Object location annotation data
────────────────

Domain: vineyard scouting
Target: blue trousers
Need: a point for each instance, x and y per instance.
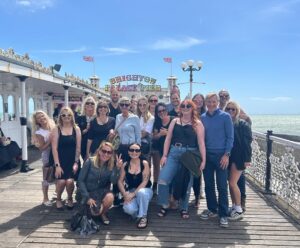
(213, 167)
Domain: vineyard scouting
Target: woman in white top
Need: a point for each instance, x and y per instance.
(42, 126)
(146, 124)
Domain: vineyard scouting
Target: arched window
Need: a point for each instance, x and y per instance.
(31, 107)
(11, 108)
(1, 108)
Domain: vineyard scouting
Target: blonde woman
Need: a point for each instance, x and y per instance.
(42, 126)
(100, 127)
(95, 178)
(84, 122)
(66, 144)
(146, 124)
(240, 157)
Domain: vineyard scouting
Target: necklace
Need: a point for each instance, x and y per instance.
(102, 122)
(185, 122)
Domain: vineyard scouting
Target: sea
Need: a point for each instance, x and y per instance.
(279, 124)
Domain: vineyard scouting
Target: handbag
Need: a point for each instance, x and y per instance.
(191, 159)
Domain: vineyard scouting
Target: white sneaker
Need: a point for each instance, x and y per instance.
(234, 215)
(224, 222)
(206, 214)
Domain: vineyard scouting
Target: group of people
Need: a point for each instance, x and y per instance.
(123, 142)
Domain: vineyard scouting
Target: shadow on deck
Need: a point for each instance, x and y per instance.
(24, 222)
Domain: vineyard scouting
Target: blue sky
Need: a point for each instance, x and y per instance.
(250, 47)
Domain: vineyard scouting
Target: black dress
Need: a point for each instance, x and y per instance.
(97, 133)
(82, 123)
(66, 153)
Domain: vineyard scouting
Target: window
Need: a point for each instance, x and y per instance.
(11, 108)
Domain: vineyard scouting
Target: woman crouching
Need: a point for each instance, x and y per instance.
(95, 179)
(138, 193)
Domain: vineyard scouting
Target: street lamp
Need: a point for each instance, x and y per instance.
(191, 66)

────────────────

* **Exercise details**
Make an exact copy of all entries above, dropping the images.

* **Written solution**
Domain: vineyard scouting
Target: blue trousers
Need: a point for each instance, x and y per instance.
(213, 167)
Domain: vineyard scouting
Target: woman in white top
Need: a point for each instance, x and y per instance.
(42, 126)
(146, 124)
Domain: vineyard scouting
Target: arched window
Need: a point for each instance, x and y per instance.
(31, 107)
(11, 108)
(1, 108)
Domain: vineyard scouting
Target: blonde woman
Need: a point for each instance, x and y per instance.
(42, 126)
(100, 127)
(95, 178)
(84, 122)
(66, 144)
(146, 124)
(240, 157)
Domain: vineyard scouting
Target: necklace
Need: a point for each instance, x and y per instance.
(102, 122)
(185, 122)
Domain: vineyard scouting
Target: sea
Need: a point for each instance, x and y per instance.
(279, 124)
Domain: vineyard scouting
Target: handbag
Need: a point for each instance, x and y per instance.
(191, 159)
Domain: vineyard scouting
Target: white sneaker
Need: a point for each instance, x and y per instance.
(234, 215)
(224, 222)
(206, 214)
Domain: vineyard scouting
Target: group of people
Need: a point for each instance, x and y per instance.
(123, 142)
Domain: vineyard scouting
Target: shadow on deck
Need: a point for each instance, x and y per instance.
(24, 222)
Domain: vineyard scouting
Target: blue sky
Need: a point for each instance, x and y per instance.
(250, 47)
Domain: vineyard scouting
Target: black dress
Need: a point for each instance, x and y per instance.
(97, 133)
(82, 123)
(66, 153)
Domain: vineyard scouting
Target: window
Need: a point for each instance, x and y per instance.
(11, 108)
Domain: vineyard scouting
Target: woman crouching
Need: a point for each instance, x and y per instance.
(95, 179)
(138, 193)
Domain: vineyard scouting
Target: street lamp
Need: a point for each instance, x and y per instance.
(191, 66)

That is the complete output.